Exercises —
#1 In the anecdotes, why did the narrator feel confident enough to joke with the man at the urinal?
#2 Decide whether each statement agrees with the anecdotes. Answer yes or no, and quote the words that decide it. (a) The bill that went unpaid was for splints for a broken pinky. (b) The person the narrator joked with in the bathroom was the narrator's manager. (c) The narrator got to crowd surf before the band finished its set.

Passage to read —
Portrait by Justin Longoz for #POBEshow 2014
Fifty-dollars. Phone calls and tinny voice mails every weekday from a different number and an ominous letter each Thursday over fifty-dollars. Payment for the two separate splints I’d gotten for my broken pinky is what they were after. I was a month late on the bill and Revenue Services Canada had sicced the outsourced hounds on me. When I finally answered the phone you seemed completely nonplussed. “Sir, why have you not payed your bill?” Seeing this as a great opportunity to exercise a budding interest in improv, I proceeded to spin a tale of woe:
A botched job putting the pin in my finger had led to a nasty infection. Days later I’d woken up to no feeling in my arm and found it discoloured to a horrid shade of porkchop-left-on-a-hot-tin-roof-for-three-days. A nurse fainted and hit his head on the admitting counter when he saw my mess of a limb. The doctor told me what I’d feared: they’d have to amputate.
After four hours of excruciating pain due to my unfortunate allergy to anesthetics, I laid in a pool of sweat and blood on the operating table. The good part of the whole ordeal, I told you, was that the doctor said I needn’t worry about the fifty-dollars for the splints. This was his bad and he’d cover it. And he even let me keep my arm!
There was a long pause that I took as my cue to hang up.
Portrait by Karston Smith for #POBEshow 2014
It was strange, the way you leaned into the urinal as if it was your first time using one; hiding your penis behind the receptacle’s short porcelain walls. That and how you anxiously looked around the bathroom like you were on lookout as you rolled a flaccid, fleshy joint. I had been having a good day. I’d told a few zingers in the lunch room, had already far surpassed my work quota for the day and was happily washing my hands before heading home.
All that combined gave me the confidence to try and lighten the mood, to alleviate whatever anxiety was making you comically thrust yourself dick first into a public toilet. “Don’t worry, man. I’m just here to watch.” As soon as the words left my mouth I knew I’d made a mistake. You asked me to repeat myself. “It was a joke I never should have made to my manager.” I shouted behind me while slow jogging to the exit.
Portrait by Sophia Ahamed for #POBEshow 2014
When we lifted the first person up and onto the hands of us crowded into the living room of the house our friend’s band was playing in it was fun and exciting. Then one by one, further friends were raised and surfed and it was still exciting and even more fun. Towards the end of the set the band and all of us who swelled around them were sweating, yelling and doing our best not to slip on the hardwood that had seen more than a few beer drop and empty onto it.
Then they finished with a clash of cymbals and the last friend was lowered from her throne of fingers and palms and I was left feeling empty – I was the only one who didn’t get to crowd surf. Did I weigh too much? Was I too sweaty? Unappealing to the touch? I probably wouldn’t like it anyways I told myself, what with all the hands pushing and grabbing my butt and everything. I shook my head as I biked home alone; that would’ve been my favourite part.

Information shown —
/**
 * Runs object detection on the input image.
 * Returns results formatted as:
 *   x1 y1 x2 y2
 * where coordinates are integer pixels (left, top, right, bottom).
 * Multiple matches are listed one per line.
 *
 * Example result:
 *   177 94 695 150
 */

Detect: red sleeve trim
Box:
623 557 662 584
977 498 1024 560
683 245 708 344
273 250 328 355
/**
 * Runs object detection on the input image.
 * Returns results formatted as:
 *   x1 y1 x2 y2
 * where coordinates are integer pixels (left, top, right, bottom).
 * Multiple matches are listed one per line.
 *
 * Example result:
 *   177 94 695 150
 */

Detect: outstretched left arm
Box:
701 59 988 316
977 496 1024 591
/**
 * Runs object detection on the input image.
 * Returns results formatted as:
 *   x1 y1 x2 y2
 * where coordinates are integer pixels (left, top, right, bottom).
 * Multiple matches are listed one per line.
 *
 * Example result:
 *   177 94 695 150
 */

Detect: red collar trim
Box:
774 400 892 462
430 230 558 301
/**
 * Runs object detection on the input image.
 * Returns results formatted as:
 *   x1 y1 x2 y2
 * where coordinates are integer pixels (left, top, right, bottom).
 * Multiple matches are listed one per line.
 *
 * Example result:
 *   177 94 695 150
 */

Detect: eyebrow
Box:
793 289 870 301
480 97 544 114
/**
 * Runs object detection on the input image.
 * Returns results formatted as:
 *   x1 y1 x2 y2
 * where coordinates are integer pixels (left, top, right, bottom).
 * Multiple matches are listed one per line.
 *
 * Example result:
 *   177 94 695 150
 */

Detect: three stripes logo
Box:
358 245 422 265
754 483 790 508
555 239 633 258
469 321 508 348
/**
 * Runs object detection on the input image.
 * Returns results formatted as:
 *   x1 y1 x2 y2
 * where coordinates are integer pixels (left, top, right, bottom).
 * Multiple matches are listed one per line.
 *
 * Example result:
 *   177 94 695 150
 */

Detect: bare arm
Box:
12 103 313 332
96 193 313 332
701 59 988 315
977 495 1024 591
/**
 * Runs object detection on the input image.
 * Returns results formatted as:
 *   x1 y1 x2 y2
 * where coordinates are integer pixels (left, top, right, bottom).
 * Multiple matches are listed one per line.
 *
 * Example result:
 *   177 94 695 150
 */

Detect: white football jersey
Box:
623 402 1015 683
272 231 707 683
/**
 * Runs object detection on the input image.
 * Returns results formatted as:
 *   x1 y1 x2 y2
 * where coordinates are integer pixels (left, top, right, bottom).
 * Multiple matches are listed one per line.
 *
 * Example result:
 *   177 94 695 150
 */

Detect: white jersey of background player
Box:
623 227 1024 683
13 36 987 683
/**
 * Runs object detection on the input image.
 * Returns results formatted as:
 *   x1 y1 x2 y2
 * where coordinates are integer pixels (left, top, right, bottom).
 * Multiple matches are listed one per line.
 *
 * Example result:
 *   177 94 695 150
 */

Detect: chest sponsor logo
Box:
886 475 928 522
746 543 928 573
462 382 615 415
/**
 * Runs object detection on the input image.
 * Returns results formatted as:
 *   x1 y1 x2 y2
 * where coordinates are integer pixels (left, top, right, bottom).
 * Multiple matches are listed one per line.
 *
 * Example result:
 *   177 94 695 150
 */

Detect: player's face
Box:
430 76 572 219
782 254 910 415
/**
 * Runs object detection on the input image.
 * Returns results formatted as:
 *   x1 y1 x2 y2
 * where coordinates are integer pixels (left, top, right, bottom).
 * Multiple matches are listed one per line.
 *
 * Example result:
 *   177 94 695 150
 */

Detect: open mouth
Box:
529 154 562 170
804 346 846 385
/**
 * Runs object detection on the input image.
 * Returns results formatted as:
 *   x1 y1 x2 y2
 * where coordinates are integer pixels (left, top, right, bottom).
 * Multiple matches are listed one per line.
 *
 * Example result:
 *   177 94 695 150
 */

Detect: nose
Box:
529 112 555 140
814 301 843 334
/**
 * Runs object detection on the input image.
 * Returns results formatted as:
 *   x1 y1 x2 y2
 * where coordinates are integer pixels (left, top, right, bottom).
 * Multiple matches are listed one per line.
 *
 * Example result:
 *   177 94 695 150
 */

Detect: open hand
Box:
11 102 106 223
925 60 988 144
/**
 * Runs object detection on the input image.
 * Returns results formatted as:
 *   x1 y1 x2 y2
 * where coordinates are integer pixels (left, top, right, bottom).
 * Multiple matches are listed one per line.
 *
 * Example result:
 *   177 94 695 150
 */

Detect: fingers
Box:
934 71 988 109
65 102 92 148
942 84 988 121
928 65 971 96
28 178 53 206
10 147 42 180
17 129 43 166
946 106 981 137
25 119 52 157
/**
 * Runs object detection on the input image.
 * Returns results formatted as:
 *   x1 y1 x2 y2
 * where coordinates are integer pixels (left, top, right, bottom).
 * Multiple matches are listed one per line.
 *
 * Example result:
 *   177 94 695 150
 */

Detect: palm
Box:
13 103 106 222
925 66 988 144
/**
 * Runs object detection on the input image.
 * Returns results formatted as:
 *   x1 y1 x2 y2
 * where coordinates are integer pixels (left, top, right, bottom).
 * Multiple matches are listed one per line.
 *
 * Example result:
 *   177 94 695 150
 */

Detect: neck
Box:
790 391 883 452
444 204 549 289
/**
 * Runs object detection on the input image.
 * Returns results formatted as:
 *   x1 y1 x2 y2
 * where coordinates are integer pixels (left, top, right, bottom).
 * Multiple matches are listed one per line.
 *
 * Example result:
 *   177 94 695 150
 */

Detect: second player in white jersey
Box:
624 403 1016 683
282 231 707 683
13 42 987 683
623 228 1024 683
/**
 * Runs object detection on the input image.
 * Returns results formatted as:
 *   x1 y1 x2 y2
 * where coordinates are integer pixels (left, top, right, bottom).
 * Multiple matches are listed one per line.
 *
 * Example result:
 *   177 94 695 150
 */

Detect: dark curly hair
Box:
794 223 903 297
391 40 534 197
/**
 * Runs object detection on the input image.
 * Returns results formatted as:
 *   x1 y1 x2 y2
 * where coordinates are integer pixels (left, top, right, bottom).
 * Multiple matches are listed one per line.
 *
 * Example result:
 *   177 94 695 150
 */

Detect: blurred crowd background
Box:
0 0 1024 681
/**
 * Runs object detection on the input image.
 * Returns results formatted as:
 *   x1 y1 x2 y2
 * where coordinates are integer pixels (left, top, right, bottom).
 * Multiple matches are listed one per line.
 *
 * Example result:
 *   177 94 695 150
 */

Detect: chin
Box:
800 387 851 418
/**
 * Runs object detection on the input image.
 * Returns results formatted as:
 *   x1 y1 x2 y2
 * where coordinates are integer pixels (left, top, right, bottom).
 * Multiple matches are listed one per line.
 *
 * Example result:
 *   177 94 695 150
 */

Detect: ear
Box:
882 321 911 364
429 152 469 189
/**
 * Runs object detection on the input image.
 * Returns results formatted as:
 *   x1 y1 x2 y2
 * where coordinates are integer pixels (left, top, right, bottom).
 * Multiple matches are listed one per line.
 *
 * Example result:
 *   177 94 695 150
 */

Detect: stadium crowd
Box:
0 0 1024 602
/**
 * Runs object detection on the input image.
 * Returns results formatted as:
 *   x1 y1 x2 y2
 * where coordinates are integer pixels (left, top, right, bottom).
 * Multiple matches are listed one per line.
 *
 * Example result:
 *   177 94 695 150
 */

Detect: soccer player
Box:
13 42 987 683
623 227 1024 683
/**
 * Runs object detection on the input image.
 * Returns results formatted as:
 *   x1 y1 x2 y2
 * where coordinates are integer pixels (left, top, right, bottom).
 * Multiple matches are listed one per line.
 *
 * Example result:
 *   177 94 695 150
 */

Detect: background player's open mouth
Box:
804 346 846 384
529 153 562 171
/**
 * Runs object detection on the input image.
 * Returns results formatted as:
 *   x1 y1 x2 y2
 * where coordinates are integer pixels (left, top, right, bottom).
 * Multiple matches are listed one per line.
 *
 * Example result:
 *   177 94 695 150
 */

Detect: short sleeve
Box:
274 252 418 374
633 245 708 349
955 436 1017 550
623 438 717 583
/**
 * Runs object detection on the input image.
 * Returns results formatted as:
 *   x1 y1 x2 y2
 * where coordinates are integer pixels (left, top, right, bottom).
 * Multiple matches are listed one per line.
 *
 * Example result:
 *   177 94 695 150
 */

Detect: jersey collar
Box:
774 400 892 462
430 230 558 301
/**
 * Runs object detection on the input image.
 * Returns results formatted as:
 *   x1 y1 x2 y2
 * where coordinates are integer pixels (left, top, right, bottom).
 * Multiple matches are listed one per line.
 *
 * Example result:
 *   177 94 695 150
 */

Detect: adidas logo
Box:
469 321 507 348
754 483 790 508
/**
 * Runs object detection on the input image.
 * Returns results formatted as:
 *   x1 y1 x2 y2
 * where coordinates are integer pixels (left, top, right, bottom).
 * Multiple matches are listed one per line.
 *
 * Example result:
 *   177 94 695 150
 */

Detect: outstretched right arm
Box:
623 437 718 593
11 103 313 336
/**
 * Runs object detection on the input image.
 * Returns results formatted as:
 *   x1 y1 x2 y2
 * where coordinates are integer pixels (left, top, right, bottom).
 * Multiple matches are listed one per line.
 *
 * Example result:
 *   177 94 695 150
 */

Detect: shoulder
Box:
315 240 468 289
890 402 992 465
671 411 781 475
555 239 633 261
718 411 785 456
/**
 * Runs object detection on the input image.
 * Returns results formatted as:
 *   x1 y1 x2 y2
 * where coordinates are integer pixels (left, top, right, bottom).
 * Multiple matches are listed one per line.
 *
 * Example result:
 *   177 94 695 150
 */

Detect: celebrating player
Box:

Completed exercise —
#1 The narrator had been having a good day. They had told a few zingers in the lunch room and had already far surpassed their work quota. The text says all that combined gave them the confidence to try to lighten the mood.

#2
(a) Yes: "Payment for the two separate splints I’d gotten for my broken pinky is what they were after."
(b) Yes: "It was a joke I never should have made to my manager."
(c) No: "I was the only one who didn’t get to crowd surf."